Tom Jones (born February 17, 1928) is an American lyricist and librettist, best known for The Fantasticks, 110 in the Shade, and  I Do! I Do!. He was born in Littlefield, Texas.

Career
Jones' best-known work is The Fantasticks, which ran off-Broadway from 1960 until 2002, and the hit song from the same, "Try to Remember". Other songs from The Fantasticks include "Soon It's Gonna Rain", "Much More", and "I Can See It". He also wrote the screenplay for the 1995 feature-film adaptation.

Jones acted in a New York City revival of The Fantasticks, which he also directed.  He played the part of the Old Actor, from when the musical opened in 1960, and from April 26, 2010, to June 6, 2010.  He was credited as an actor in the show as Thomas Bruce.
===
▸ Exercise task A: Write out the stretch of the Tom Jones text from "Tom Jones (born" through "1995 feature-film adaptation.".
▸ Exercise task B: In the Tom Jones text, under what name was he credited as an actor in The Fantasticks?
The material that comes next has no connection to the text about Tom Jones.

▸ Data section:
===
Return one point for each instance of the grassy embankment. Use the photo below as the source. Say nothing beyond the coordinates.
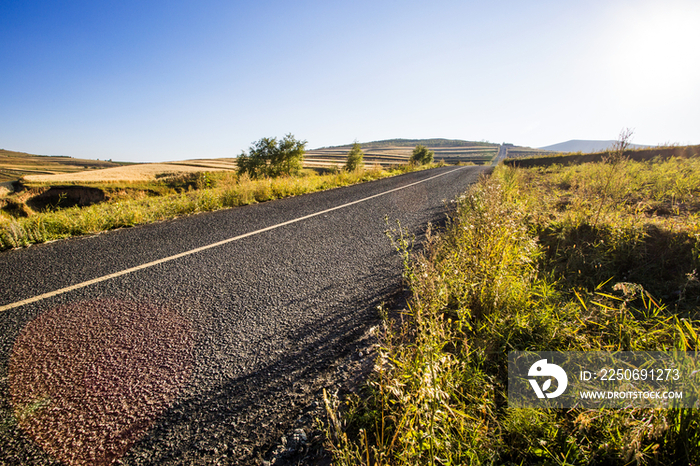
===
▸ Expected output A:
Tom Jones (born February 17, 1928) is an American lyricist and librettist, best known for The Fantasticks, 110 in the Shade, and  I Do! I Do!. He was born in Littlefield, Texas.

Career
Jones' best-known work is The Fantasticks, which ran off-Broadway from 1960 until 2002, and the hit song from the same, "Try to Remember". Other songs from The Fantasticks include "Soon It's Gonna Rain", "Much More", and "I Can See It". He also wrote the screenplay for the 1995 feature-film adaptation.

▸ Expected output B: Thomas Bruce